- [Texte du document]
___

Décidément, la bibliothèque en ligne Gallica BNF permet de
faire des découvertes incroyables !
Une de mes dernières découvertes est l’excellent article du
journal « Le Temps » daté du 25 septembre 1902 et signé Adolphe
Brisson.
Il s’agit d’une tranche de vie au Café de la Régence en
1902.
Quelques jours auparavant, le 12 septembre, le grand Samuel
Rosenthal venait de décéder.
Dans quelques mois le propriétaire va changer, ceci va
signer la fin d’une époque et le début du déclin inéluctable du Café de la
Régence.
Plusieurs grandes figures du café de la Régence de cette
époque sont citées : Jules Arnous de Rivière gentleman des échecs français,
David Janowski futur candidat au titre mondial, Joseph Kieffer le propriétaire
Alsacien du café et ancien combattant de la guerre de 1870 et Auguste Joliet de la
Comédie Française qui vient se délasser en jouant aux échecs après avoir joué
une pièce de théâtre sur le trottoir d’en face !
Il est fait mention dans l’article d’une partie entre
Janowski et Albin.
Cette partie entre dans le cadre d’un tournoi de Maîtres
joué à 4 joueurs à cette époque.
Voici un extrait de « La Stratégie » à ce sujet :
Profitant de la
présence de Maîtres à Paris, à l'initiative de Tauber un tournoi est organisé
réunissant Janowski, Von Scheve, Taubenhaus et Albin.
Tournoi à 2 tours, 3
parties par semaine (mardi, jeudi, samedi) de 13h30 à 17h30 puis 19h30 à 23h30,
les parties non achevées sont à terminer le lendemain aux mêmes heures. Cadence
30 coups par heure puis 15 coups par heure. Monsieur Davril est directeur du
tournoi (…).
Puis quelques mois après :
Résultat du tournoi de
Maître du Café de la Régence. 1er Janowski 4,5 / 6, 2ème Taubenhaus 4 / 6, 3ème
Theodor Von Scheve 3 / 6, 4ème Albin Adolf 0,5 / 6.
Adolf Albin a été
malade durant tout le tournoi de Maîtres.

___

Entrées de la collection:

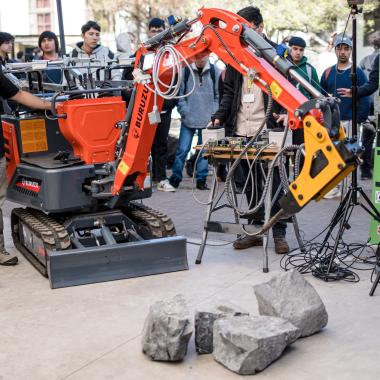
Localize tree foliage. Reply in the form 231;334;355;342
88;0;379;39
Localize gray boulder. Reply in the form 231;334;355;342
194;301;249;354
142;295;193;361
254;270;328;337
213;316;300;375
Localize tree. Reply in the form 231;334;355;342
88;0;379;41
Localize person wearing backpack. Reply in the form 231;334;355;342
321;35;370;191
169;56;220;190
289;36;321;145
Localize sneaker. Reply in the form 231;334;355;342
233;235;263;249
0;249;18;266
197;179;210;190
185;159;194;178
169;175;181;189
157;179;176;192
323;187;342;199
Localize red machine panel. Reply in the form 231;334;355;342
2;121;20;183
57;96;126;164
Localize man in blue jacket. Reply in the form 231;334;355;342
169;56;220;190
321;35;370;189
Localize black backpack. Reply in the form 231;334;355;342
184;63;217;99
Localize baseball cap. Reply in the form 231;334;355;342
334;35;352;48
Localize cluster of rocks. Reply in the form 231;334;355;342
142;270;328;375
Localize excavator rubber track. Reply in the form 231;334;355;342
11;208;71;277
124;203;176;239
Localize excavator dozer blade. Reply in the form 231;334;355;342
47;236;189;289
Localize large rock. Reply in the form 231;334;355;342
254;270;328;336
195;301;249;354
213;316;300;375
142;295;193;361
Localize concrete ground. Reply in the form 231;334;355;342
0;180;380;380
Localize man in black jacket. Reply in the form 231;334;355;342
213;6;289;254
0;71;51;265
337;54;380;179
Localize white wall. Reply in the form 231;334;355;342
0;0;87;35
0;0;30;34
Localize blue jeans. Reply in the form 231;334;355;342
172;124;208;182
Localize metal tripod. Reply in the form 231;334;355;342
318;2;380;281
369;244;380;296
318;183;380;281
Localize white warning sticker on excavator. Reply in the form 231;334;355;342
270;81;282;99
118;161;129;175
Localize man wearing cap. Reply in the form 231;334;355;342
321;35;370;193
210;6;289;254
289;36;321;145
33;30;62;83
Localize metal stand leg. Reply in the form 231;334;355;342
195;176;218;264
263;172;272;273
292;215;306;253
369;244;380;297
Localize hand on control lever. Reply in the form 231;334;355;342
206;117;221;129
273;113;288;126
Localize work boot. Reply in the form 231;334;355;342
232;235;263;249
274;237;289;255
197;179;209;190
0;249;18;265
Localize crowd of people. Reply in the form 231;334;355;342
0;6;380;265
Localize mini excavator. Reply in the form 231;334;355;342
3;8;360;288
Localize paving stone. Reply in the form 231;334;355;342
142;294;193;361
254;269;328;337
213;316;300;375
194;301;249;354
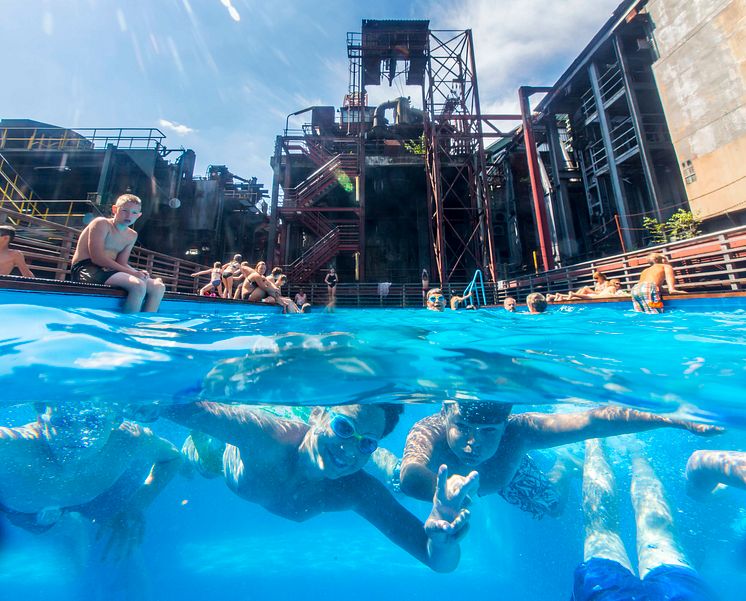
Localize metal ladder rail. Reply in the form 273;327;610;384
461;269;487;307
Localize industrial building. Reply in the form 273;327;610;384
0;119;269;264
267;0;746;283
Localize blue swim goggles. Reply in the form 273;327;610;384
329;412;378;455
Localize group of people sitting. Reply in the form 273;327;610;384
192;255;310;313
0;194;686;313
0;401;732;601
546;253;687;313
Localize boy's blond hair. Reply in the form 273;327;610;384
648;253;666;263
114;194;142;207
526;292;547;313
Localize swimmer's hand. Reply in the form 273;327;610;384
96;510;145;562
678;419;725;436
425;465;479;543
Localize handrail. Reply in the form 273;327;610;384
461;269;487;307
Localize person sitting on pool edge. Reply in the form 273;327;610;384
425;288;446;311
192;261;225;297
400;401;723;510
526;292;547;313
0;225;34;278
571;440;716;601
161;401;479;572
70;194;166;313
0;401;181;558
632;253;687;313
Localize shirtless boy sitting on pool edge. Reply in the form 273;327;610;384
70;194;166;313
632;253;686;313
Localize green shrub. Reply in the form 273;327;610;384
642;209;702;244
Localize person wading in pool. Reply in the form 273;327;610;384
0;402;181;559
70;194;166;313
161;401;479;572
571;440;716;601
632;253;687;313
400;401;723;508
425;288;446;311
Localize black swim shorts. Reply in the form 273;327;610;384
70;259;119;284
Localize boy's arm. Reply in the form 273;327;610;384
161;401;277;446
353;466;478;572
122;423;181;511
88;218;142;278
399;423;439;501
663;263;687;294
686;451;746;499
13;250;34;278
509;407;723;449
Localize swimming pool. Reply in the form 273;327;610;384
0;297;746;600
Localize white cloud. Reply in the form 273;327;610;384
430;0;620;113
158;119;196;136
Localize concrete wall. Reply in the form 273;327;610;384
647;0;746;218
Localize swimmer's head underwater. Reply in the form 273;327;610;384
443;401;513;466
301;403;403;479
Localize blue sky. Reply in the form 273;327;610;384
0;0;619;188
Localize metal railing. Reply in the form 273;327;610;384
496;226;746;302
0;207;204;292
0;127;166;151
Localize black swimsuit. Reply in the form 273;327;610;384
70;259;119;285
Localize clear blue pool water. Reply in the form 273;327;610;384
0;296;746;601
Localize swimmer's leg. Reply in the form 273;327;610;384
632;455;692;578
583;439;633;572
547;447;583;517
181;430;225;478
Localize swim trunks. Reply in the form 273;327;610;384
570;557;650;601
632;282;663;313
500;455;560;520
571;557;715;601
70;259;119;285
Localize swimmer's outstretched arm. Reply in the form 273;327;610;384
686;451;746;499
352;466;479;572
506;407;723;449
399;424;438;501
161;401;279;446
123;424;181;511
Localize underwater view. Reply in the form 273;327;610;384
0;299;746;601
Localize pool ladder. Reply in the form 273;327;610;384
461;269;487;308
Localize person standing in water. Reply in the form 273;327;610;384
324;267;339;307
571;439;716;601
70;194;166;313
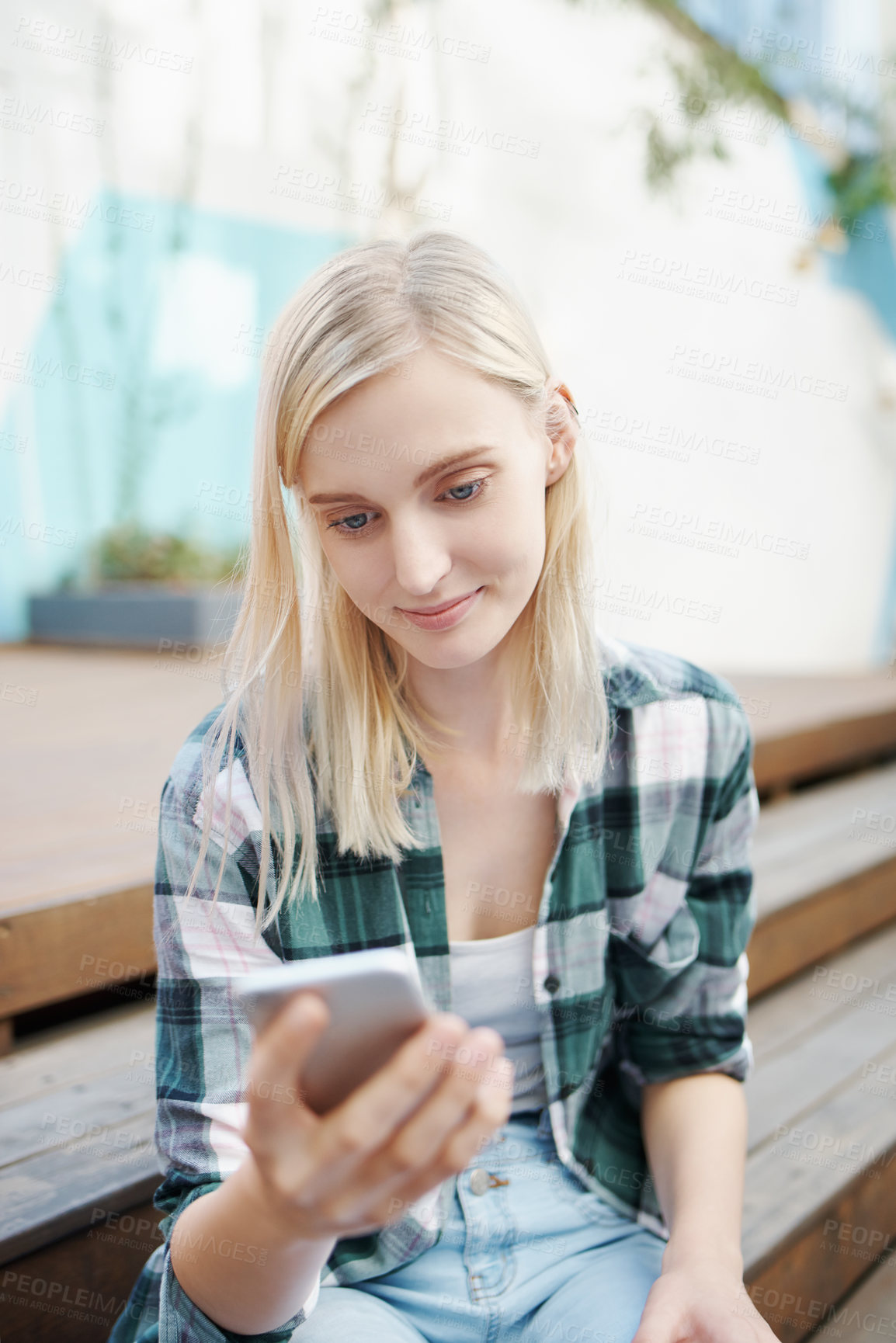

___

- [Consignes]
(1) Selon l'extrait de « La Stratégie » cité dans le texte sur le Café de la Régence, quels joueurs le tournoi de Maîtres réunissait-il ?
(2) Recopiez, dans le texte sur le Café de la Régence, le passage qui va de « Puis quelques mois » jusqu'à « Adolf 0,5 / 6. » inclus.
Les entrées forment un matériau distinct du texte sur le Café de la Régence.

- [Réponses]
(1) Janowski, Von Scheve, Taubenhaus et Albin.

(2)
Puis quelques mois après :
Résultat du tournoi de
Maître du Café de la Régence. 1er Janowski 4,5 / 6, 2ème Taubenhaus 4 / 6, 3ème
Theodor Von Scheve 3 / 6, 4ème Albin Adolf 0,5 / 6.